# Exercise material start

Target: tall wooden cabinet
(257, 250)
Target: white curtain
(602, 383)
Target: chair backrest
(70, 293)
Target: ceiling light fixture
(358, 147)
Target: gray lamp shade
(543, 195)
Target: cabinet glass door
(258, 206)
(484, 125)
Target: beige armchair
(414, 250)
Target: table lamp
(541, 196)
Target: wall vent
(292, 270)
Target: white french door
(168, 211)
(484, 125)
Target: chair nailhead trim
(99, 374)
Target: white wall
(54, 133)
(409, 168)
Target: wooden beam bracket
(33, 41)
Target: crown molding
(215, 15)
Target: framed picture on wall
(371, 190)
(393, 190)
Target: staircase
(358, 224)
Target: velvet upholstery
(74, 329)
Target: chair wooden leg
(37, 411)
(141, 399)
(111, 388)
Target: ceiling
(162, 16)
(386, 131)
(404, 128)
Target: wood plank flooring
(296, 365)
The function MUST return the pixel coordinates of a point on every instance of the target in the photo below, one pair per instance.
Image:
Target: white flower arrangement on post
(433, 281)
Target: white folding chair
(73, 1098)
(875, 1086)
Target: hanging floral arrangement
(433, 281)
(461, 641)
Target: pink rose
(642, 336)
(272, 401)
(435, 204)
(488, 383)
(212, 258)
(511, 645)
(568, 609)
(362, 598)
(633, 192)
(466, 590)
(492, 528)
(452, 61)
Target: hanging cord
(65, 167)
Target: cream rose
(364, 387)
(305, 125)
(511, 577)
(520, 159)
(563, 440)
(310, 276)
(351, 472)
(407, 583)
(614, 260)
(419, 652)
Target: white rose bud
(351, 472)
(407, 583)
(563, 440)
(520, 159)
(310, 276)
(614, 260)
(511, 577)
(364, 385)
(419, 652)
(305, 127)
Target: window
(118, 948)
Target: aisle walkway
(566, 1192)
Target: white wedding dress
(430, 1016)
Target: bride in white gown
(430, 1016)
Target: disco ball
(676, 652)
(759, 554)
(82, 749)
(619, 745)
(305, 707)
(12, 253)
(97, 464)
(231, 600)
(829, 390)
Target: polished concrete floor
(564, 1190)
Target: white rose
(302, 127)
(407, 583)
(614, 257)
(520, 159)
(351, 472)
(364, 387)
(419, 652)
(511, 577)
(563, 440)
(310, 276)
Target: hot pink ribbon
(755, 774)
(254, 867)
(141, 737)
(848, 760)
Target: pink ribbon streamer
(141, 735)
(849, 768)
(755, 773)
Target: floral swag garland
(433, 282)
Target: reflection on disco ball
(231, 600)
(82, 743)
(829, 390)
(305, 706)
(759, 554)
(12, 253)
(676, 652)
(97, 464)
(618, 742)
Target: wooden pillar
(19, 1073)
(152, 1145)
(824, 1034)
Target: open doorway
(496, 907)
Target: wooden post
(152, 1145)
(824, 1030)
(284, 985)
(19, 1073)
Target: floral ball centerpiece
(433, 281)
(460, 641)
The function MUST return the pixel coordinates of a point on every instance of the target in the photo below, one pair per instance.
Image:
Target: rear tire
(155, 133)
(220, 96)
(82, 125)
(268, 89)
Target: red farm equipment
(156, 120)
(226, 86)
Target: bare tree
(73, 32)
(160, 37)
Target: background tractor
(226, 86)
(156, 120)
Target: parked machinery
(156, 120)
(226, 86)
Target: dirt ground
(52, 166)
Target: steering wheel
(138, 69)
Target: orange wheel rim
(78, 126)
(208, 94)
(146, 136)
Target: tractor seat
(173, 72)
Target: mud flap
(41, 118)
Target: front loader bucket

# Exercise material end

▶ _Given instruction_: Reproduce all of the records above verbatim, from the first line through the last, with no changes.

▶ _In response_:
Target: tall wooden cabinet
(257, 250)
Target: white curtain
(602, 383)
Target: chair backrest
(70, 293)
Target: ceiling light fixture
(358, 147)
Target: gray lamp shade
(543, 195)
Target: cabinet glass door
(258, 206)
(484, 125)
Target: beige armchair
(414, 250)
Target: table lamp
(541, 196)
Target: wall vent
(292, 270)
Target: white french door
(168, 211)
(484, 125)
Target: chair nailhead trim
(99, 374)
Target: white wall
(54, 133)
(409, 168)
Target: wooden beam bracket
(33, 41)
Target: crown molding
(215, 15)
Target: framed picture on wall
(371, 190)
(393, 190)
Target: staircase
(358, 224)
Target: velvet upholstery
(74, 329)
Target: chair wooden leg
(37, 411)
(141, 399)
(111, 388)
Target: ceiling
(162, 16)
(386, 131)
(404, 128)
Target: wood plank flooring
(296, 365)
The function MUST return the pixel coordinates of a point on every instance of the target in the photo below, one pair per instance.
Image:
Target: white flower arrangement on post
(433, 281)
Target: white folding chair
(73, 1098)
(875, 1086)
Target: hanging floral arrangement
(433, 281)
(461, 641)
Target: pink rose
(642, 336)
(272, 401)
(435, 204)
(488, 383)
(212, 258)
(511, 645)
(568, 609)
(362, 598)
(633, 192)
(466, 590)
(492, 528)
(452, 61)
Target: hanging cord
(65, 167)
Target: cream rose
(364, 387)
(305, 125)
(511, 577)
(520, 159)
(563, 440)
(310, 276)
(351, 472)
(407, 583)
(614, 260)
(419, 652)
Target: white rose bud
(351, 472)
(407, 583)
(563, 440)
(520, 159)
(310, 276)
(614, 260)
(511, 577)
(364, 385)
(419, 652)
(305, 127)
Target: window
(118, 948)
Target: aisle walkway
(566, 1192)
Target: white wedding dress
(430, 1016)
Target: bride in white gown
(430, 1016)
Target: disco ball
(676, 652)
(759, 554)
(82, 749)
(619, 745)
(305, 707)
(12, 253)
(97, 464)
(231, 600)
(829, 390)
Target: polished concrete floor
(564, 1190)
Target: white rose
(302, 127)
(407, 583)
(614, 257)
(520, 159)
(351, 472)
(364, 387)
(419, 652)
(511, 577)
(563, 440)
(310, 276)
Target: hot pink ribbon
(755, 774)
(254, 867)
(141, 737)
(848, 760)
Target: pink ribbon streamer
(141, 735)
(849, 768)
(755, 773)
Target: floral swag garland
(433, 282)
Target: reflection on disco ball
(231, 600)
(82, 743)
(829, 390)
(305, 706)
(759, 554)
(12, 253)
(676, 652)
(97, 464)
(618, 742)
Target: wooden pillar
(19, 1073)
(152, 1145)
(824, 1034)
Target: open doorway
(496, 907)
Target: wooden post
(152, 1145)
(824, 1030)
(284, 985)
(19, 1073)
Target: floral ball centerpiece
(433, 281)
(460, 641)
The function MUST return the pixel coordinates of a point on every instance of the target in the photo below, one pair per instance.
Image:
Target: rear tire
(155, 133)
(220, 96)
(82, 125)
(268, 89)
Target: red farm equipment
(156, 120)
(226, 86)
Target: bare tree
(73, 32)
(160, 37)
Target: background tractor
(226, 86)
(156, 120)
Target: parked machinery
(156, 120)
(226, 86)
Target: dirt ground
(52, 166)
Target: steering wheel
(138, 69)
Target: orange wheel rim
(78, 126)
(208, 94)
(146, 136)
Target: tractor seat
(173, 72)
Target: mud flap
(41, 118)
Target: front loader bucket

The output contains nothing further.